## [DATA TO PROCESS]
'''

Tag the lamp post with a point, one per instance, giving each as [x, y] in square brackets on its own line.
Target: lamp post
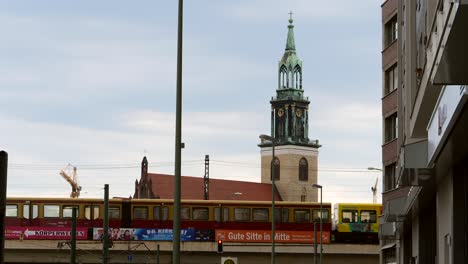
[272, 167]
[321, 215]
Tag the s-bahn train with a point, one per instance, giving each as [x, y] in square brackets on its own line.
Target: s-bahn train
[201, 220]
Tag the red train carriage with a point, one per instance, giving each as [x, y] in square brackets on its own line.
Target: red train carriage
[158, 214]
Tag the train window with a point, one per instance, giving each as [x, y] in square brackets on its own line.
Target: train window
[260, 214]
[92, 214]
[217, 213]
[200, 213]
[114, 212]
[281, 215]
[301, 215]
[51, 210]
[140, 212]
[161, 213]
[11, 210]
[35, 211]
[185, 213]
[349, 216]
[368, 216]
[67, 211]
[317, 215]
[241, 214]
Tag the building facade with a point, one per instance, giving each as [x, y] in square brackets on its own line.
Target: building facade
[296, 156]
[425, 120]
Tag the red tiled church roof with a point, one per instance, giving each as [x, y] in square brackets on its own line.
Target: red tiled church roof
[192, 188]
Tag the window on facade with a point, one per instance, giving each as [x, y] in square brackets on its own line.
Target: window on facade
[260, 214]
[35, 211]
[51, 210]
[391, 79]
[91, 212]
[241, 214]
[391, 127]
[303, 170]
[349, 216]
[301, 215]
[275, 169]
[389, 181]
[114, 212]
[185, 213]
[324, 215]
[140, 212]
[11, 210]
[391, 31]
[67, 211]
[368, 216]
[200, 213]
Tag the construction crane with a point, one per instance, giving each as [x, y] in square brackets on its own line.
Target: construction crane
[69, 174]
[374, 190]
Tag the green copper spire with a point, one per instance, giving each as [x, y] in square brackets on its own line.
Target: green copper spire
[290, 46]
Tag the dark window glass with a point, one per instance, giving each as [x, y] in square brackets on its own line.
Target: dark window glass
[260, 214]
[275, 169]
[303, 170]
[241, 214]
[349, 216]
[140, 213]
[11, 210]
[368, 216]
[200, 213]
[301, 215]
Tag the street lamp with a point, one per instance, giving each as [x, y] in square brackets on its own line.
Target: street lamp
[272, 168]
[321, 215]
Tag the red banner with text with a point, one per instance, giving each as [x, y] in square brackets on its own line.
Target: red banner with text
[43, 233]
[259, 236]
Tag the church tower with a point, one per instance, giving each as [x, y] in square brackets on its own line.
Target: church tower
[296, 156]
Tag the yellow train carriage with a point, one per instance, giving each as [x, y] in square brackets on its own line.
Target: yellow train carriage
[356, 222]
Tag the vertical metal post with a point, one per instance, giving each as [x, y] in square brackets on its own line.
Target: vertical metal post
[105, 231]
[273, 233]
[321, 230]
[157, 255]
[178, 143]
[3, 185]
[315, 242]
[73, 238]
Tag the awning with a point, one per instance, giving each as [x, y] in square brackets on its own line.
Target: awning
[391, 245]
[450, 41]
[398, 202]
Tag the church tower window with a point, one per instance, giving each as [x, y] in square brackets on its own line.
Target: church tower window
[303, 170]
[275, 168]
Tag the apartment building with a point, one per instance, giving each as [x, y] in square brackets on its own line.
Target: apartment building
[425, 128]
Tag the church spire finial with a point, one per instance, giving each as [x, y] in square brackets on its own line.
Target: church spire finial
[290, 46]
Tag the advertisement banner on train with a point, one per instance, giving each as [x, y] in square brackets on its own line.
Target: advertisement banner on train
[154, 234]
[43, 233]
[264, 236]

'''

With both ends included, please retype exactly the lines from the line containing "Tag the advertisement" to the final line of the data.

## [WRITTEN RESPONSE]
Tag the advertisement banner on train with a point, one per instance, giving each as [x, y] in square brackets on its own line.
Target: advertisement banner on train
[154, 234]
[43, 233]
[264, 236]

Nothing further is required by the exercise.